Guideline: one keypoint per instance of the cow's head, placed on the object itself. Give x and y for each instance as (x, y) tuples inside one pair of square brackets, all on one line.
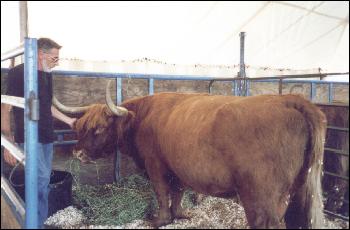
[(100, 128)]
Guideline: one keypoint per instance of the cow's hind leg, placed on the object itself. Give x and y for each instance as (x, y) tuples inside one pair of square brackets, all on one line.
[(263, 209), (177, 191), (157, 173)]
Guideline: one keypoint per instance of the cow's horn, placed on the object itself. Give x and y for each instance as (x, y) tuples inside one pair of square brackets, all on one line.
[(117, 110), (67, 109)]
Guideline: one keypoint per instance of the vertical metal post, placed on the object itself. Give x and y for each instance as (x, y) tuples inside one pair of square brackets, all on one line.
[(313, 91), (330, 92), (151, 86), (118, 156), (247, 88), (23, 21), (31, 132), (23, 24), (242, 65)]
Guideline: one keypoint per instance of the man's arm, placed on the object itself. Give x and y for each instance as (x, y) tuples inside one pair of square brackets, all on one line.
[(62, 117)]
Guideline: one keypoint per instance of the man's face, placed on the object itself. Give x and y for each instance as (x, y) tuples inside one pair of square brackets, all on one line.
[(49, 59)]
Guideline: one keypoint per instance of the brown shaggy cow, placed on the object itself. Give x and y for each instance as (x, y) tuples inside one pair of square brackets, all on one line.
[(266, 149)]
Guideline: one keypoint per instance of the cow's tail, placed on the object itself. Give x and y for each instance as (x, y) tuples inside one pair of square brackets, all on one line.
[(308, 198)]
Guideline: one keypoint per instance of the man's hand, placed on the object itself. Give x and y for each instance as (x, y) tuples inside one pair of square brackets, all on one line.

----

**Activity:**
Would you print the whole listing exactly, omitting the pictures?

**Reply to the exercise:**
Guideline: one keypoint per instance of the cow's head, placed on the object itself. Give x and y for each instance as (x, y) tuples inside one pair of square brackets, all on one line.
[(100, 128)]
Guideline: one keypoint per instance of the cow's hind leg, placed on the object itself. Give x and y for each instance as (x, y) tuples inside one pair of square brackets, all on one line.
[(263, 209), (177, 191), (157, 173)]
Guideline: one keypoint per instance of the cow's horn, placed on the object itself. Give x and y for each instance as (x, y) tuples inside one pair of square brackets, all on one line.
[(117, 110), (67, 109)]
Guideline: one keypoint per instance of the vertical metal post, placed on the object itself. Give x and y for each instance as (x, y) tuples inside one pair of square brackets, all on one line.
[(313, 91), (330, 92), (151, 86), (118, 156), (247, 88), (23, 21), (31, 132), (23, 24), (242, 65)]
Guideline: one keypoint per instance of the man's arm, placed on the object itself. Give x and y for each instance as (x, y) tuples inside one pair of square brackets, all on one line.
[(62, 117)]
Guideline: one keypoint per instance of the man's face, placed on the object itself. Give x and y for each instance as (x, y) tuples inside one pair of square brackets, all on one line.
[(49, 59)]
Guideline: one keypoint per instance of the brown shaggy cow, placed on the object itself. Give x and y for each instance as (x, y) tuples inside one pair of square brackets, all on one line.
[(266, 149)]
Guideline: one keypoint per instance of the cow's tail, placed on the object itself. Give x and y for each instance as (x, y) tuples inside one pair of square brackets, all on one line.
[(308, 198)]
Guideline: one keypoint per instance of the man's hand, placed on the object itself. Give x and y for each instance as (x, y) tuples inside one pair of square brackets, all on one line.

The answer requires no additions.